* _Yapmanız Gerekenler_
Aşağıdaki öğelerin tamamındaki satırları boş satırları atlayarak numaralı bir liste hâlinde düzenleyiniz ve resimlere yanıtınızda yer vermeyiniz.
^^^^^^^^^^^^^^^^
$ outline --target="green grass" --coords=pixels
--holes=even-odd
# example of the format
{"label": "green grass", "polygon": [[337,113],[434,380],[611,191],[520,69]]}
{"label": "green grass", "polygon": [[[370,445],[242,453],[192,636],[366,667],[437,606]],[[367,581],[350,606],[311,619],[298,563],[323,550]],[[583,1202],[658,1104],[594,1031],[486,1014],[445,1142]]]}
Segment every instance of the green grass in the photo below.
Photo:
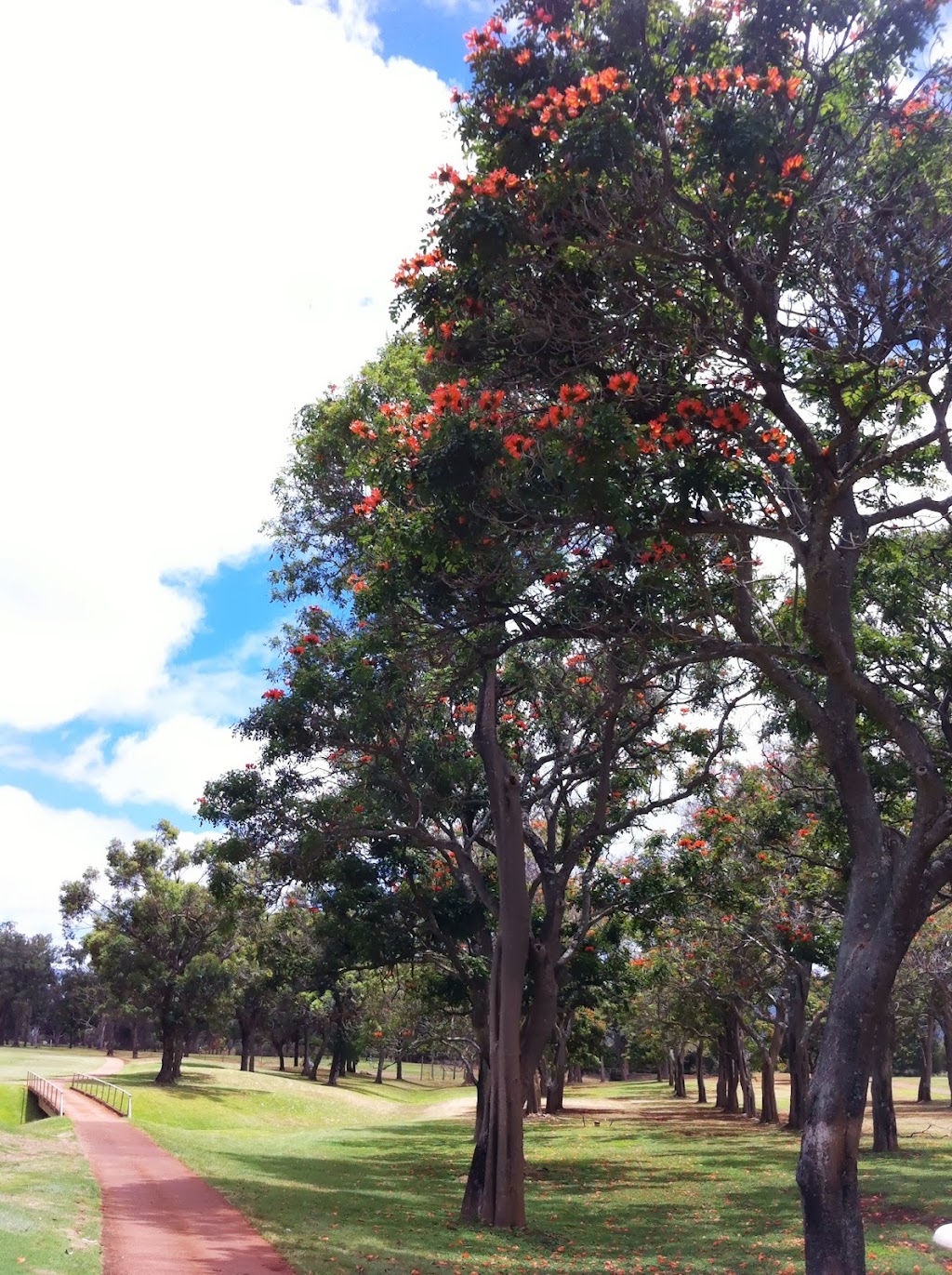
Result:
^^^^^^^^^^^^^^^^
* _Görev Yanıtı_
1. $ outline --target="green grass" --coords=pixels
2. --holes=even-odd
3. # example of the format
4. {"label": "green grass", "polygon": [[337,113],[434,380],[611,191],[520,69]]}
5. {"label": "green grass", "polygon": [[[370,445],[242,453],[192,636],[366,667],[437,606]],[[367,581],[350,606],[311,619],[298,563],[323,550]],[[583,1202],[658,1104],[594,1031],[486,1014],[445,1142]]]}
6. Segment every instance of the green grass in the photo below.
7. Photo:
8. Result:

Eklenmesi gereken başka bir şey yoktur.